------ RECORDS FOR PROCESSING

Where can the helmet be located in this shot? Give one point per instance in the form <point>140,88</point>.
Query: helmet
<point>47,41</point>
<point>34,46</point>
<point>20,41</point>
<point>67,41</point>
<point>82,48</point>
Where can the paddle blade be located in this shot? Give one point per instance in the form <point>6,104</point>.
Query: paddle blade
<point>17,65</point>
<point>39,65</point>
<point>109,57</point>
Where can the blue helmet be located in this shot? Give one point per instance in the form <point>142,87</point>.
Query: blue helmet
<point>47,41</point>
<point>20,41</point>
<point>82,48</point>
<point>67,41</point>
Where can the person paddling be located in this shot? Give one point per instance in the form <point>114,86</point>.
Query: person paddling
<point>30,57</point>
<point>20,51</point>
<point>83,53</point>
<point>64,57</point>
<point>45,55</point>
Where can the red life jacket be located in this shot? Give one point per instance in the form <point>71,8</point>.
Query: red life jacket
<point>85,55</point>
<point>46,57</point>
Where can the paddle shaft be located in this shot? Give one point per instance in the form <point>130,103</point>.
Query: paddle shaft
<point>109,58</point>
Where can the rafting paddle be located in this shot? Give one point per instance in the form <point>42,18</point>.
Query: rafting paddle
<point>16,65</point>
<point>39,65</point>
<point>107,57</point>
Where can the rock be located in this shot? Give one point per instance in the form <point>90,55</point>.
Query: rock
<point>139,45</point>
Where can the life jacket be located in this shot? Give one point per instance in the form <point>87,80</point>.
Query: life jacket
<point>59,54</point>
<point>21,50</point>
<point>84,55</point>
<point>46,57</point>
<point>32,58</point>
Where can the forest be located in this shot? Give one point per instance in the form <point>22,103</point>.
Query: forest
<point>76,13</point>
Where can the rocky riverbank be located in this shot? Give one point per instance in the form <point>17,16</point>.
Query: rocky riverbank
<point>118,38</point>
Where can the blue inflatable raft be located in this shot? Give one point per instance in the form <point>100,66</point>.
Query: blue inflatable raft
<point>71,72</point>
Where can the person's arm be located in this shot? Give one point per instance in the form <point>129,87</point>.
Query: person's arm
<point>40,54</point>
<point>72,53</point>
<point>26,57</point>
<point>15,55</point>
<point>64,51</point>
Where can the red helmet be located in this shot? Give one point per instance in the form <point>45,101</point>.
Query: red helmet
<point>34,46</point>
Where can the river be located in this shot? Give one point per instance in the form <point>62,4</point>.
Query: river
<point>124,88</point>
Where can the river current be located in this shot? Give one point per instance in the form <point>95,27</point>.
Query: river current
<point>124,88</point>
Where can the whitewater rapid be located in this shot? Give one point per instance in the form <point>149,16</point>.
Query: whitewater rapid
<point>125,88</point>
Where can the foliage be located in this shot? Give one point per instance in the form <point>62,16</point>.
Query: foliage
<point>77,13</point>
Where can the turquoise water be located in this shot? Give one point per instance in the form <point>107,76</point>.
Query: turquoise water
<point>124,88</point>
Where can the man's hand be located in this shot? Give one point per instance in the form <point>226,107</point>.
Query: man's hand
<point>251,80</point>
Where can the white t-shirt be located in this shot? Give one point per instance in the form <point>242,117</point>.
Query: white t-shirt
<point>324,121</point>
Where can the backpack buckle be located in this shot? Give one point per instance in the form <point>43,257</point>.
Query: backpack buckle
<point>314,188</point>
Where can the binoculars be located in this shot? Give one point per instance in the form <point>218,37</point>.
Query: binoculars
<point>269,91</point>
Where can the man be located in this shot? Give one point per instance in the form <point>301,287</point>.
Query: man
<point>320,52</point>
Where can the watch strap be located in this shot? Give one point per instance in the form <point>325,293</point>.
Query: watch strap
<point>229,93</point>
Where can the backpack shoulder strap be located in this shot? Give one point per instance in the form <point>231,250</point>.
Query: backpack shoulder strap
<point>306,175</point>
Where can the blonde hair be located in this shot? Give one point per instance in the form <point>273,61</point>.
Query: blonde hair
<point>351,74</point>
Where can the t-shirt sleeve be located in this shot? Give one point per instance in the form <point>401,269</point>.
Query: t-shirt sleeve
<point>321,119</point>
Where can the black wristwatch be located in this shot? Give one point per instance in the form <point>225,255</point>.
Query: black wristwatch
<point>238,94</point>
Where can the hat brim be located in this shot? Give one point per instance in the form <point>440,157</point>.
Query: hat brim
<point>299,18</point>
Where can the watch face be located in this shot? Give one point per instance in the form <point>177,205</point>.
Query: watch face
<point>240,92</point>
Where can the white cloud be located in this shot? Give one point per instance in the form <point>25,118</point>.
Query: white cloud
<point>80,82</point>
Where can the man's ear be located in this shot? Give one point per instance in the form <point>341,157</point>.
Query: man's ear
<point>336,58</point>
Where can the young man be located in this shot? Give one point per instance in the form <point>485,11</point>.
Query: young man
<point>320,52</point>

------------

* [ACTION ITEM]: What you write must be the entries restated word for word, from the opening line through the one holding "Where can the person paddling", with nothing else.

* [WRITTEN RESPONSE]:
Where can the helmet be located in this shot? Give one point per instance in the form <point>140,88</point>.
Query: helmet
<point>47,41</point>
<point>34,46</point>
<point>20,41</point>
<point>67,41</point>
<point>82,48</point>
Where can the paddle blade be located in this shot? Give one point per instance in the form <point>6,104</point>.
Query: paddle blade
<point>17,65</point>
<point>39,65</point>
<point>109,57</point>
Where can the blue helmet be located in this shot? Give one point per instance in the form <point>142,87</point>.
Query: blue helmet
<point>47,41</point>
<point>20,41</point>
<point>82,48</point>
<point>67,41</point>
Where can the person paddling be located in this shot? Give one point per instance in the form <point>114,86</point>.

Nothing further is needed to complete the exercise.